**** GIVEN INFORMATION
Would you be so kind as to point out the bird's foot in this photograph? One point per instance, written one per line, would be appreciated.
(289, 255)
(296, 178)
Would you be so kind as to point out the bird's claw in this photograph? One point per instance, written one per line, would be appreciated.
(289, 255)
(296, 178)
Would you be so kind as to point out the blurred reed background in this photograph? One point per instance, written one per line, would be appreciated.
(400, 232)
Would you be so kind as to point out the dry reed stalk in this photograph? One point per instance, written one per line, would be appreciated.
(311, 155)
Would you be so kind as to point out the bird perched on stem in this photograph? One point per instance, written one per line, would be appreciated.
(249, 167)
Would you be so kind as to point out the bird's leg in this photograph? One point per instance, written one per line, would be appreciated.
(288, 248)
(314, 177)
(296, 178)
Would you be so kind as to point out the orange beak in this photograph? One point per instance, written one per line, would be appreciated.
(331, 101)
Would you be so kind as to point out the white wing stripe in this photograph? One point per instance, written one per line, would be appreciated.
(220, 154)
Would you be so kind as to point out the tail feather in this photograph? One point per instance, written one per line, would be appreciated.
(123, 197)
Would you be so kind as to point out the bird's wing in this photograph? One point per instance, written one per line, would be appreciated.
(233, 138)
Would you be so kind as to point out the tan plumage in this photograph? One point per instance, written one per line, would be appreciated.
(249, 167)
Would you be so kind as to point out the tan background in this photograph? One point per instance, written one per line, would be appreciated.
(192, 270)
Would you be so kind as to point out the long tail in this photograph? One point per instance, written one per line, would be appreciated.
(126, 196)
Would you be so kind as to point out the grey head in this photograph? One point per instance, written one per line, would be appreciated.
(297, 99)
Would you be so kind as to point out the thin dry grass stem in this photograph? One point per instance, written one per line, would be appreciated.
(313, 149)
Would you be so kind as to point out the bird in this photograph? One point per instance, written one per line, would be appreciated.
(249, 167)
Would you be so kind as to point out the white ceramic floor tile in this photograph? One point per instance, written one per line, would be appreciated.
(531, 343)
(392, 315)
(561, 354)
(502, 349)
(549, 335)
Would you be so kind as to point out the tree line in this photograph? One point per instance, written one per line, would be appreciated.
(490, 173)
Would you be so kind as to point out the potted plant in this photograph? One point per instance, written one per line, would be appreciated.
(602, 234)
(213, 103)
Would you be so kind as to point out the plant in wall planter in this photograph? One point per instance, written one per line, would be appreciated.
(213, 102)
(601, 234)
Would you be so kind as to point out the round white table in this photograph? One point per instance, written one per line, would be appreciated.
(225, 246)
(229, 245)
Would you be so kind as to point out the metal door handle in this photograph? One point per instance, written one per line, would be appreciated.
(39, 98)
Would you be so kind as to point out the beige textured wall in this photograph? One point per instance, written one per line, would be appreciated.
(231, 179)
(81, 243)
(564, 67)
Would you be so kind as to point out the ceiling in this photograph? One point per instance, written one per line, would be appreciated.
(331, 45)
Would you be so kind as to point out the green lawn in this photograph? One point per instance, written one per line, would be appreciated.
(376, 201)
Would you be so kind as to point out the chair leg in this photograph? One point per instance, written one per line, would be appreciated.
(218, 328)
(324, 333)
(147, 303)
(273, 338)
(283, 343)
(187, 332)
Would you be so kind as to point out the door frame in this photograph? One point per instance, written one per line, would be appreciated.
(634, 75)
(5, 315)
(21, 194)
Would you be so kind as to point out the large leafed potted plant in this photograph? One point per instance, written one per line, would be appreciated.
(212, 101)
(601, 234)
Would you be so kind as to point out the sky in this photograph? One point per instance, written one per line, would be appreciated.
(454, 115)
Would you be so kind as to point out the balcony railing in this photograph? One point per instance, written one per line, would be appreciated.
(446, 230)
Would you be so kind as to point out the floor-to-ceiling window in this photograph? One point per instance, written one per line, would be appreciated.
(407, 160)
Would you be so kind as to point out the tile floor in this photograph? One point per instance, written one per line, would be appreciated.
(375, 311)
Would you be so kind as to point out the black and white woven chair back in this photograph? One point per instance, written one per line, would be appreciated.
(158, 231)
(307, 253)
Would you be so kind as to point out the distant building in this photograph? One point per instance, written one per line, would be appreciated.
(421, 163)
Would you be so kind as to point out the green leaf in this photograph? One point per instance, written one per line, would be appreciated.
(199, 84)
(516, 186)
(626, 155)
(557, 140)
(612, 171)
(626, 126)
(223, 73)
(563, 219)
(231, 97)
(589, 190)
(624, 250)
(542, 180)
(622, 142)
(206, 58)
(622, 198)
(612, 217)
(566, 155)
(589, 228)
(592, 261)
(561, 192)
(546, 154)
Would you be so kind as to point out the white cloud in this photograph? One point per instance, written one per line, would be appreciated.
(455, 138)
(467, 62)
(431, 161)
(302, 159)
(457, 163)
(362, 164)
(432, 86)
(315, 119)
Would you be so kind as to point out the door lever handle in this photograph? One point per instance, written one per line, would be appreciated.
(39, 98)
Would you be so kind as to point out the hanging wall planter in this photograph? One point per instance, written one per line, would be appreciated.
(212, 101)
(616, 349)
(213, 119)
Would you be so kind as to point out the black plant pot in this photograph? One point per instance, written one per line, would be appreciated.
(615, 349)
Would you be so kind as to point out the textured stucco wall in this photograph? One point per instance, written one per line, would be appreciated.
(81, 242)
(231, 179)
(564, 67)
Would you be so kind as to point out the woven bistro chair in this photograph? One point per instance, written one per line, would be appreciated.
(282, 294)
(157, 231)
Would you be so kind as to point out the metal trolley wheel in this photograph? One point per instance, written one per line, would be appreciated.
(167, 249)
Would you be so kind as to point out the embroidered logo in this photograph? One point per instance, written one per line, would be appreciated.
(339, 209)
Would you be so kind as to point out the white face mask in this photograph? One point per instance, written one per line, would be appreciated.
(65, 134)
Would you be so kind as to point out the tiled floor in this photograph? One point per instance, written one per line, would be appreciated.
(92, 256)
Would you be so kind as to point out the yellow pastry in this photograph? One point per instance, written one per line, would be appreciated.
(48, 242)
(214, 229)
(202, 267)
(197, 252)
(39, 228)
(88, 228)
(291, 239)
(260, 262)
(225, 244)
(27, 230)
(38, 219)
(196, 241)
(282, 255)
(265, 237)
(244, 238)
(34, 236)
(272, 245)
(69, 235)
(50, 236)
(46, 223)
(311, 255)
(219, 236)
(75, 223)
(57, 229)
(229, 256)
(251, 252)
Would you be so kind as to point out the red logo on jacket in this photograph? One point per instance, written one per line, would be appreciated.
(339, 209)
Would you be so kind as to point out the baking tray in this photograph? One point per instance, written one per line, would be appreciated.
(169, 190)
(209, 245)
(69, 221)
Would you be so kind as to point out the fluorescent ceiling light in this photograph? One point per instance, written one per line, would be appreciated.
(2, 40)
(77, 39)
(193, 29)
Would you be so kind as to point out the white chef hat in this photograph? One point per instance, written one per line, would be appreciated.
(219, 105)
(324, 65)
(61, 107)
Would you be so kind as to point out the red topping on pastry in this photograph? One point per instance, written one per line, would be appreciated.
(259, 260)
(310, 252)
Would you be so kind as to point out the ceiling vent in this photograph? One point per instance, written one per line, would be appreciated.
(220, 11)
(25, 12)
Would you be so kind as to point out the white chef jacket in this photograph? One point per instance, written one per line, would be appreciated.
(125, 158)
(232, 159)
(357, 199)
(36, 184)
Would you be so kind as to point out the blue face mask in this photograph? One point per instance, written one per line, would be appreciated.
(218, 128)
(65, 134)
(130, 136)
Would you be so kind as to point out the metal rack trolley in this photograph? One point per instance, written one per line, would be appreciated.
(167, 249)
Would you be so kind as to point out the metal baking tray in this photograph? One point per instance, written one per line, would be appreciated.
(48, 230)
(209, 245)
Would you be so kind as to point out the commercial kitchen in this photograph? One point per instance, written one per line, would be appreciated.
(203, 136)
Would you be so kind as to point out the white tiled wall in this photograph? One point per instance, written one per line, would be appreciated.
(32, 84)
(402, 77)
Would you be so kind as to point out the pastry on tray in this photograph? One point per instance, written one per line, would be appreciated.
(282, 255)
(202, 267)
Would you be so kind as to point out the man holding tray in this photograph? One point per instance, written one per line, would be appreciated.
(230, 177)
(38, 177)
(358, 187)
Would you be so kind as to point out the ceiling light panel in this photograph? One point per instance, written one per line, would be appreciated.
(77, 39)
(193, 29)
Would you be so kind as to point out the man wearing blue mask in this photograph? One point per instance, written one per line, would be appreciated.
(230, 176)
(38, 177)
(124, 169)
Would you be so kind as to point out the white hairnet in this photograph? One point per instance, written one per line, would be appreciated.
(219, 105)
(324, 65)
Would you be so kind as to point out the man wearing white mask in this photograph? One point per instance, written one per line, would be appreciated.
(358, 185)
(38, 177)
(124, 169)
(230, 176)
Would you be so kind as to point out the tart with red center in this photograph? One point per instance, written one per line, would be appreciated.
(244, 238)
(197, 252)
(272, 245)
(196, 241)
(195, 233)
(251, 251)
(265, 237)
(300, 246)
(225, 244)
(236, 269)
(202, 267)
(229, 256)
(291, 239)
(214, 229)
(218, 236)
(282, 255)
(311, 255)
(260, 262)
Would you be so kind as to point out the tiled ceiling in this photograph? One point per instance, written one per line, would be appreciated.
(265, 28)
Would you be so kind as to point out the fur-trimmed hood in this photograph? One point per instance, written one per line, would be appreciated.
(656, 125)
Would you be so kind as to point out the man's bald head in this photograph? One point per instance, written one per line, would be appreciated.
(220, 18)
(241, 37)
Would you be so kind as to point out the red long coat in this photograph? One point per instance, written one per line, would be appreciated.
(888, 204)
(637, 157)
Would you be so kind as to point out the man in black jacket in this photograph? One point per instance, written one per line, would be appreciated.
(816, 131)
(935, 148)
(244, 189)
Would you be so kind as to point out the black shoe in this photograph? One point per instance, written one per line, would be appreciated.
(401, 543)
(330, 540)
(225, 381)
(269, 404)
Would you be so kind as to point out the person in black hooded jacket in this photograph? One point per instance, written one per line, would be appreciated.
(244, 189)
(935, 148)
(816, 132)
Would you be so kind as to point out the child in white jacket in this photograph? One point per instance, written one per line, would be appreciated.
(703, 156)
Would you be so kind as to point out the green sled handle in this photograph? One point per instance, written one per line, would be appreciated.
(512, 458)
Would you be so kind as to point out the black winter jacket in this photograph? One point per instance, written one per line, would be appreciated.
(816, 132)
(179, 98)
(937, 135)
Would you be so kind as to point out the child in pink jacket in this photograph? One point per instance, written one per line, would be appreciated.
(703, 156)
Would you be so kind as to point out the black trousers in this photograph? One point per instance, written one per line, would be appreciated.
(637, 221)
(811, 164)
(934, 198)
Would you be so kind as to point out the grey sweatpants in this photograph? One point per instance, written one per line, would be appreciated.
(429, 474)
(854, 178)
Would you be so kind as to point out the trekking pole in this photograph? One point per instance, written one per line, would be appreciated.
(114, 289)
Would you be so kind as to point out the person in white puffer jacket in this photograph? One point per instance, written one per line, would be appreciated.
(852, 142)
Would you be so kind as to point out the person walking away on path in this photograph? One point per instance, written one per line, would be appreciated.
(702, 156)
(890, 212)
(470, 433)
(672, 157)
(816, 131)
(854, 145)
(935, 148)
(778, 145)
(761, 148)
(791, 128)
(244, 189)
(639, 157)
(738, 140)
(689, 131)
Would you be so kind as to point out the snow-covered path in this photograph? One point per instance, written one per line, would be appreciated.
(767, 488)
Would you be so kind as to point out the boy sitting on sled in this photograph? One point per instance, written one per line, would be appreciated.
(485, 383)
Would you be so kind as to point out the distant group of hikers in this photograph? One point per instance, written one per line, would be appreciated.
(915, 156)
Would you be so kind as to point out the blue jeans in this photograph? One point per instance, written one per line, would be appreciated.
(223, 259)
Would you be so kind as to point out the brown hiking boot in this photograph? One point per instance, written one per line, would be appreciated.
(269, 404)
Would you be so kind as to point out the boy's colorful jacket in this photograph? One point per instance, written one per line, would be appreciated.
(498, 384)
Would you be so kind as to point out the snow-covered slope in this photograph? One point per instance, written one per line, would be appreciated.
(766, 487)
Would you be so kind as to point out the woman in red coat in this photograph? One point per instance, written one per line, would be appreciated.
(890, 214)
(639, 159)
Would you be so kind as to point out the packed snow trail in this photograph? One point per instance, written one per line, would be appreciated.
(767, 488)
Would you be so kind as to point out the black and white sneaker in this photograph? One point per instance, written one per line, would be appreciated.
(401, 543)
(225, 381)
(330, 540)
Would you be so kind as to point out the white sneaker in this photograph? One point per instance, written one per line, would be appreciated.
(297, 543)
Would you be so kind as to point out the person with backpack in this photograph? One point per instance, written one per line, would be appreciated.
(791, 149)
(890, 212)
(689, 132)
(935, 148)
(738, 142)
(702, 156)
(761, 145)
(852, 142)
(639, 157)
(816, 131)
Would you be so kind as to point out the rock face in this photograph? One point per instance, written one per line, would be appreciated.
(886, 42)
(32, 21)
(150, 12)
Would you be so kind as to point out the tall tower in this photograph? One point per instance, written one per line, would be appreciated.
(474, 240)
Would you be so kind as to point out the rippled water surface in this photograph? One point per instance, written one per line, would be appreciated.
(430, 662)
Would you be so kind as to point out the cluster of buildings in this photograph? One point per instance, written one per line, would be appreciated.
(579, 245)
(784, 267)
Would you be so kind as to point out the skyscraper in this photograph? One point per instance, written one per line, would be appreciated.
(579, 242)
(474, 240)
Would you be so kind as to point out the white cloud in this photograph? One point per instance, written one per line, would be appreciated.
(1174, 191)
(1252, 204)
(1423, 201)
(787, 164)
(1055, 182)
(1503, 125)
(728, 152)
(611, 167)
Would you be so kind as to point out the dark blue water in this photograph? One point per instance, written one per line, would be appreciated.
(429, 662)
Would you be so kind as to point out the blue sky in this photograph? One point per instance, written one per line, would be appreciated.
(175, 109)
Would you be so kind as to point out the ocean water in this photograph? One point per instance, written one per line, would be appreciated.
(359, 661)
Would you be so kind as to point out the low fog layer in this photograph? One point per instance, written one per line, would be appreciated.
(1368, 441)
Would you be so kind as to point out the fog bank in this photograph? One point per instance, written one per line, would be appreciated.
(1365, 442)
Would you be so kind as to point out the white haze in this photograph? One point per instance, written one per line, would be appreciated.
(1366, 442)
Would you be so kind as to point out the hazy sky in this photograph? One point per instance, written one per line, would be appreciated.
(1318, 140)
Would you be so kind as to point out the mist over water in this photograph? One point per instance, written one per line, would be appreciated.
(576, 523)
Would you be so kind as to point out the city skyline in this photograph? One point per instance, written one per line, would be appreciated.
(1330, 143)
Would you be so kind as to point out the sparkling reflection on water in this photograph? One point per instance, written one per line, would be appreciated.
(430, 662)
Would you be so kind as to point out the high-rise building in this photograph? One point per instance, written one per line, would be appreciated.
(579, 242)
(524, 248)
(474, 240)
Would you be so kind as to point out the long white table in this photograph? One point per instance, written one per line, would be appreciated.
********
- **DIRECTIVE**
The required output is the exact sequence of lines from the one containing "Would you be so kind as to point out the city" through the end of the listing, both endpoints included.

- **EXPECTED OUTPUT**
Would you be so kind as to point out the city skyline in this photograph? One point per instance, written one per line, would be appreciated.
(1330, 143)
Would you be so kind as to point out the sparkling reflection on water in this photograph? One point per instance, written one per line, would be appreciated.
(430, 662)
Would you be so kind as to point out the high-rise building in this photograph? One point per instance, written one per line, would be appreciated.
(579, 242)
(524, 248)
(474, 240)
Would you be so kind as to point out the long white table in this photograph? One point per instance, written one per line, would be appreciated.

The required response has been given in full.